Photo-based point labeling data

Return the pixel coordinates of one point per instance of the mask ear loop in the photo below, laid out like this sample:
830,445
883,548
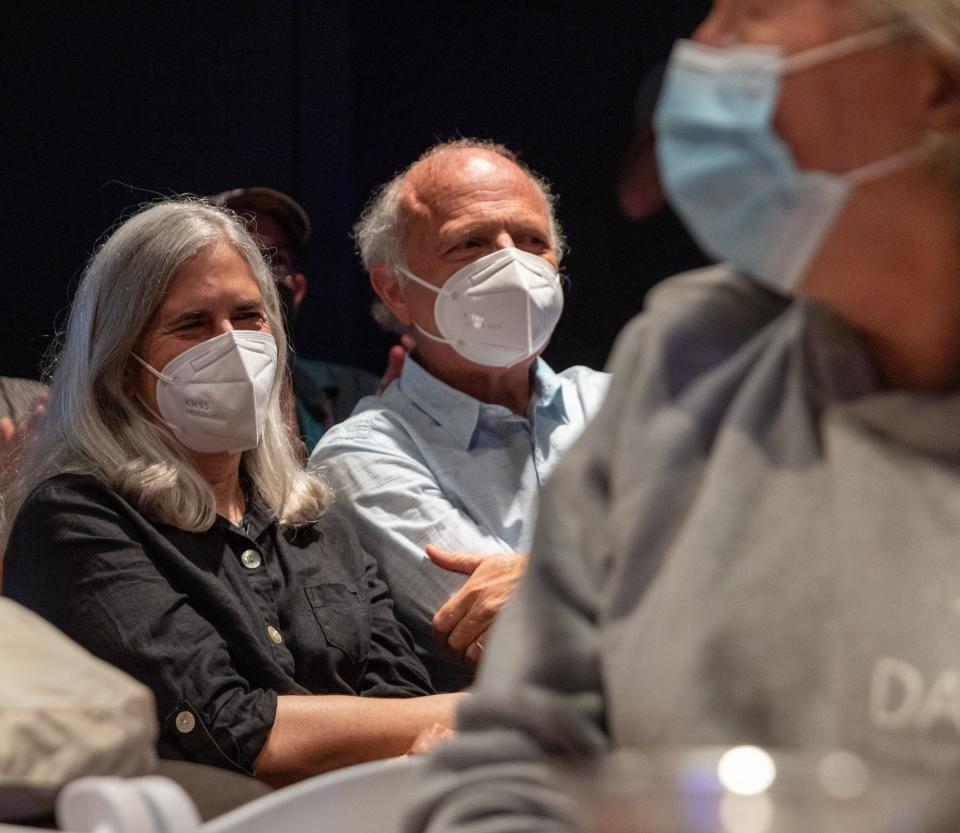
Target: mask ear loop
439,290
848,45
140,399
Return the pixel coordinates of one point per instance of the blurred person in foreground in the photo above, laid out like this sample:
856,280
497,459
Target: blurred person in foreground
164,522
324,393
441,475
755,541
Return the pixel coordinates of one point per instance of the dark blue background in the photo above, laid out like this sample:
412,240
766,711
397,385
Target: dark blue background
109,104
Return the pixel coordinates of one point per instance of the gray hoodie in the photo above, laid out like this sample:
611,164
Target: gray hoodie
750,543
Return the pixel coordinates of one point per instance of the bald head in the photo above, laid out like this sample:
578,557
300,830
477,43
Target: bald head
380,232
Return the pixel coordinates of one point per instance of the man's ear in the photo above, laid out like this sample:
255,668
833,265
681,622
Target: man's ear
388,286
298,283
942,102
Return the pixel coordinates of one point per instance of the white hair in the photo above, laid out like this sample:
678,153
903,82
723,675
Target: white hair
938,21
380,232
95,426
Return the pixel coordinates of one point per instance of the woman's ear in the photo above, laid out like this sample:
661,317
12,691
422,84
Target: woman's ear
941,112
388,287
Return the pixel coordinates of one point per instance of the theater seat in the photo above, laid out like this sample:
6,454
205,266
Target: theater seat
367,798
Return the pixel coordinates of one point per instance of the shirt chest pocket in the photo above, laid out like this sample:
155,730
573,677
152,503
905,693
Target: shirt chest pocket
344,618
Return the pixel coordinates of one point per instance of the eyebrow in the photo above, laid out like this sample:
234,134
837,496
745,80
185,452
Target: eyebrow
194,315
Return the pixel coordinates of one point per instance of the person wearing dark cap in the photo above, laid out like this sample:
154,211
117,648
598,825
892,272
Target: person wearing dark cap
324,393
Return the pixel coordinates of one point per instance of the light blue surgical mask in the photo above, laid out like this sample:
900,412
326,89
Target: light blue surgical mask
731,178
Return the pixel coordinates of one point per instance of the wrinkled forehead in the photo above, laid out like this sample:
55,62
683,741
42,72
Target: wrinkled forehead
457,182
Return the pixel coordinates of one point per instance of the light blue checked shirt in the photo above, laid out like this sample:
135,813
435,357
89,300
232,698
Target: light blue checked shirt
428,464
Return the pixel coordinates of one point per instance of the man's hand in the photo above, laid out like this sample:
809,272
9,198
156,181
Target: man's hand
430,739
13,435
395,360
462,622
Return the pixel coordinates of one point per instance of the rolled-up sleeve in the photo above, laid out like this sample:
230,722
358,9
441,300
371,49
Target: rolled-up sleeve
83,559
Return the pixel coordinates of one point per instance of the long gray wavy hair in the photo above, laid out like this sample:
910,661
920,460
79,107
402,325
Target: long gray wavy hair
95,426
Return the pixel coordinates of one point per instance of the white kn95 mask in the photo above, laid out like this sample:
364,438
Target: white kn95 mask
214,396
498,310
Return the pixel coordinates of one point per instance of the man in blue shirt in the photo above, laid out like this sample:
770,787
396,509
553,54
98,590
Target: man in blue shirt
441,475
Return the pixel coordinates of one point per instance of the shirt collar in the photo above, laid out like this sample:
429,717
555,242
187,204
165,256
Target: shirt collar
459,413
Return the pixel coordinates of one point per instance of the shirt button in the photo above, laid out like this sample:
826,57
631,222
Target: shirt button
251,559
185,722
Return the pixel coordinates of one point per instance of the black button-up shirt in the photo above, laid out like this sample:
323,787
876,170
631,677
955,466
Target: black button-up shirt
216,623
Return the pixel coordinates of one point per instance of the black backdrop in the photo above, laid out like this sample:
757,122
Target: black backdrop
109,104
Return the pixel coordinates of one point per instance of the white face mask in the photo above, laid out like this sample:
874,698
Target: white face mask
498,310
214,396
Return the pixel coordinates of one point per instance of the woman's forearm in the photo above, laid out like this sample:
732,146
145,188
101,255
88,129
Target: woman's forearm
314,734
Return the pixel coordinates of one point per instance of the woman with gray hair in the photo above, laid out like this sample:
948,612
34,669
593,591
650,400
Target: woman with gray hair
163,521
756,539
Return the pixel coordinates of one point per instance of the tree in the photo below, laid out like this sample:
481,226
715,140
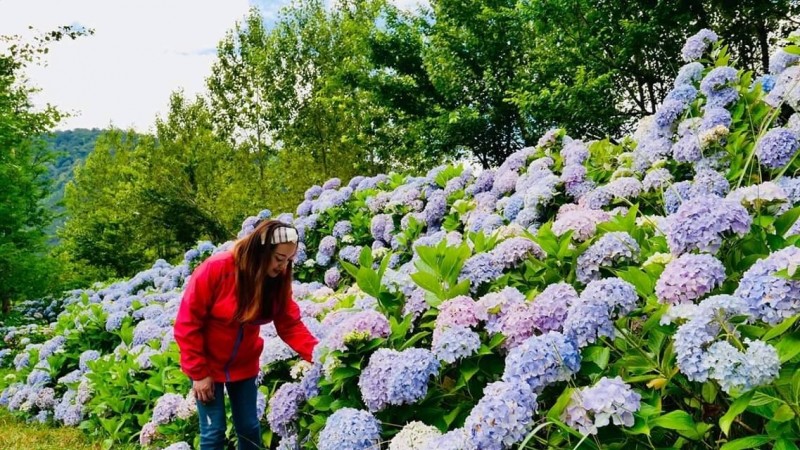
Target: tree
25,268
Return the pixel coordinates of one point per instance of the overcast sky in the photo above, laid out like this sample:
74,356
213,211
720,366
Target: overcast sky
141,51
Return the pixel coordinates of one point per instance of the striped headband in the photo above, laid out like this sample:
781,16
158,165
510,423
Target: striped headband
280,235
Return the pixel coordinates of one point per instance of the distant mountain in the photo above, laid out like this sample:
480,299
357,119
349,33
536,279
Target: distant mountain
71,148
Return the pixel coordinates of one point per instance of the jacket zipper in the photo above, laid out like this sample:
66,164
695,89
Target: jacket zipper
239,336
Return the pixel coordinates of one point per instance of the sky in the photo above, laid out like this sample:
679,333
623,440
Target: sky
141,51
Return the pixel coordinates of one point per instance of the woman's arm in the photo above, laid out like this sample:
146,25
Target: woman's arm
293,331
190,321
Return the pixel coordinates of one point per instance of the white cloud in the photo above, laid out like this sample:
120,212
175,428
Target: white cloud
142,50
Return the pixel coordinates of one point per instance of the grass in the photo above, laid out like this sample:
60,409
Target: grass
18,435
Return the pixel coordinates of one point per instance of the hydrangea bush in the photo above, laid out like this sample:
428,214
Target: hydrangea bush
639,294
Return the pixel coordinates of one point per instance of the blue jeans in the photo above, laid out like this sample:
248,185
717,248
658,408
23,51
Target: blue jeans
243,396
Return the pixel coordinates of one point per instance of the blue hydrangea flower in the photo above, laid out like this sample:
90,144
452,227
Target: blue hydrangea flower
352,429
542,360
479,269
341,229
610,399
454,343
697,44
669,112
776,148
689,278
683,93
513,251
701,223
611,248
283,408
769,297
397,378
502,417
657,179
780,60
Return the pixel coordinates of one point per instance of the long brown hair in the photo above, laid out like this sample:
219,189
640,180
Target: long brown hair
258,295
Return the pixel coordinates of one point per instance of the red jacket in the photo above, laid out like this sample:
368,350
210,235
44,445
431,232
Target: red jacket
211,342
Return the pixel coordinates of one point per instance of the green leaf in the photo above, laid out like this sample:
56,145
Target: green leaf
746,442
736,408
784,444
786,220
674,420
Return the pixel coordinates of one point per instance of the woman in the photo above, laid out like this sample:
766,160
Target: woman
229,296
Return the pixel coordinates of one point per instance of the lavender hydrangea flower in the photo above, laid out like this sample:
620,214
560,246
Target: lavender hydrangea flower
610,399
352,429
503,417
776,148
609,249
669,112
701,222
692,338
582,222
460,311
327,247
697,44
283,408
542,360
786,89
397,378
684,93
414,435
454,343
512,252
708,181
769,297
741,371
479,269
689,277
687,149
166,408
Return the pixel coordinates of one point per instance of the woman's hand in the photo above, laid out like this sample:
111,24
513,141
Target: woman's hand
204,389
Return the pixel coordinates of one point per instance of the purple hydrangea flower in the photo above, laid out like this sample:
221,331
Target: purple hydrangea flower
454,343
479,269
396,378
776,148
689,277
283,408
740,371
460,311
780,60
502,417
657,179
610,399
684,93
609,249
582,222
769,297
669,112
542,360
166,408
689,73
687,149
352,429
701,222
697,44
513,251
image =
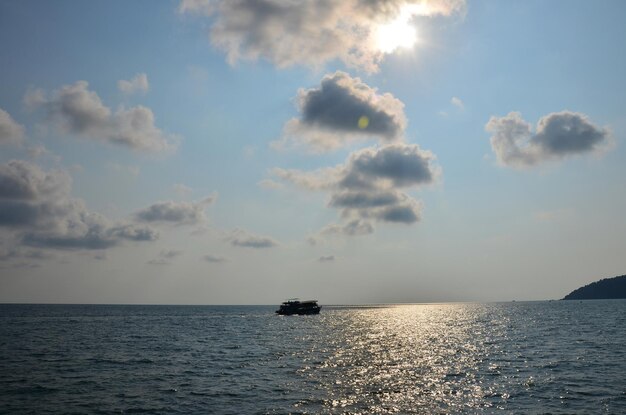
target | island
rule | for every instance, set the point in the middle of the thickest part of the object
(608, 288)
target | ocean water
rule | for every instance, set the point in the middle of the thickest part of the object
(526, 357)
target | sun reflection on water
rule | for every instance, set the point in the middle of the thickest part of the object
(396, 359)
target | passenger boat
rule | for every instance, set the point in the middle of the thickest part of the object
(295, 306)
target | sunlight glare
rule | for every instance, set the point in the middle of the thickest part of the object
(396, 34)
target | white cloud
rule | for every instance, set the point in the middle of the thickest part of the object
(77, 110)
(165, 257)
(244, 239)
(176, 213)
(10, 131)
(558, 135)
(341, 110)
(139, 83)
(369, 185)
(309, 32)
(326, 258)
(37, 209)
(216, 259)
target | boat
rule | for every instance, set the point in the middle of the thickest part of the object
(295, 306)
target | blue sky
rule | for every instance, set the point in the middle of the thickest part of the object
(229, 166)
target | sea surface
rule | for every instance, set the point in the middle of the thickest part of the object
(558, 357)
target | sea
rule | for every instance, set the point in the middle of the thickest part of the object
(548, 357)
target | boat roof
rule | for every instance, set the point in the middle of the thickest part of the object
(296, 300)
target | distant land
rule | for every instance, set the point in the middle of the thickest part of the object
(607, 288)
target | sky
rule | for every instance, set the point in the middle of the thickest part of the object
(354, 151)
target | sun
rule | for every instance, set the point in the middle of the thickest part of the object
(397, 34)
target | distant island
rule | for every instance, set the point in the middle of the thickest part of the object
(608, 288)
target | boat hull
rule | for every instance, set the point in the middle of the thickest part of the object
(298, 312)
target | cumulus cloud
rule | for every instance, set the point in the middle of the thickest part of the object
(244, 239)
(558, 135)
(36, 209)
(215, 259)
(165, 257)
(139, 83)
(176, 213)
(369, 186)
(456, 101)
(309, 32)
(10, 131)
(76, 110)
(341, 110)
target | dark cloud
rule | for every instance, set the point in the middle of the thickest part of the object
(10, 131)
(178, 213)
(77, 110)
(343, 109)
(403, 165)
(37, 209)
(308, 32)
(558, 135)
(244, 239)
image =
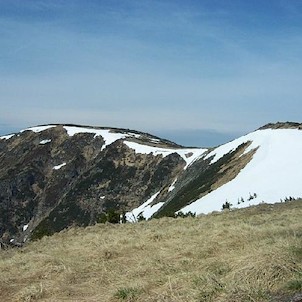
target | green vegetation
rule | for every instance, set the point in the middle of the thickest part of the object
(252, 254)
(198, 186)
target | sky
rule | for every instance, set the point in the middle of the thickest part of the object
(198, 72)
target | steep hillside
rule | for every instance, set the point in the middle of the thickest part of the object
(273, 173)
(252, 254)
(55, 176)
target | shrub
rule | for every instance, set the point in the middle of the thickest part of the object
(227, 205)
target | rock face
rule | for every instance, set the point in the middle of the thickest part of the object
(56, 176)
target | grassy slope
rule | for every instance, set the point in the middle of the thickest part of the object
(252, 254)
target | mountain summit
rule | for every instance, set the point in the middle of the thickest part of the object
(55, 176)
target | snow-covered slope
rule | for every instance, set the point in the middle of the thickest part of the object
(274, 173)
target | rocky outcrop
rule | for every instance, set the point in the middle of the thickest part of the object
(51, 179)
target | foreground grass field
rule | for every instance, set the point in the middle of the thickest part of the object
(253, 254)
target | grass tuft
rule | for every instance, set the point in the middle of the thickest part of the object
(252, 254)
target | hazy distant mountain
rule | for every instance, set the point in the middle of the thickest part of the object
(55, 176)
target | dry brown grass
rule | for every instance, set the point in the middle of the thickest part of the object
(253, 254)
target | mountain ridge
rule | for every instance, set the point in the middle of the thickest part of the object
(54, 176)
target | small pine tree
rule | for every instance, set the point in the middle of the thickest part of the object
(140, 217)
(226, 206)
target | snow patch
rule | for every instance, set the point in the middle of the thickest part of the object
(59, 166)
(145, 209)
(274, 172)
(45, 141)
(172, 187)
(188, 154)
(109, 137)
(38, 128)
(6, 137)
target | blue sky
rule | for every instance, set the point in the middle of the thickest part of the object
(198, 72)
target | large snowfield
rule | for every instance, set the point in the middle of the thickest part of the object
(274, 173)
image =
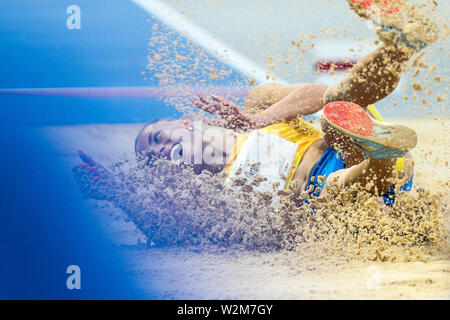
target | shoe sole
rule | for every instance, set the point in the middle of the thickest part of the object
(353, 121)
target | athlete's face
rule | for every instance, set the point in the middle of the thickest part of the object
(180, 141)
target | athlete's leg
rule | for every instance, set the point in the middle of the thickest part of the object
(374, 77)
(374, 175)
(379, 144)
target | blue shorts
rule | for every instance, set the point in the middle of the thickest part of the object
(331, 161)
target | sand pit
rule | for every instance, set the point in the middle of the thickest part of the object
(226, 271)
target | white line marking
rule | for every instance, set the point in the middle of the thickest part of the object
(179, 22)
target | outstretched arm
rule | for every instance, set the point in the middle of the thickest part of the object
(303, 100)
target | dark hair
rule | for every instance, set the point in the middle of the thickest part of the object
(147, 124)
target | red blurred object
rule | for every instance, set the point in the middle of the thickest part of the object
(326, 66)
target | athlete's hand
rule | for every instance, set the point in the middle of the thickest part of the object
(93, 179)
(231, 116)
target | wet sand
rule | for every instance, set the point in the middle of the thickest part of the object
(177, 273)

> **Aim**
Return the lines above, from the one containing "target | white line marking" to the end, exactly as they stand.

> **Result of this task**
target | white line marking
rule | for every instance, set the point in the middle of the thickest part of the object
(179, 22)
target | outstretched arm
rule | for every instance, set the point in the middle of the thickest part of the object
(303, 100)
target | dark hair
rule | for every instance, set the point in the middle of the thickest part of the object
(147, 124)
target | red blurred object
rule | for every instance, set the point in the middle of the thickest part of the object
(326, 66)
target | athlete's hand
rule | for every instance, set the point in the middle of the thickest part of the object
(93, 179)
(231, 116)
target | wet sand
rule | for every instance, set the point in the middle of the thickest part of the object
(177, 273)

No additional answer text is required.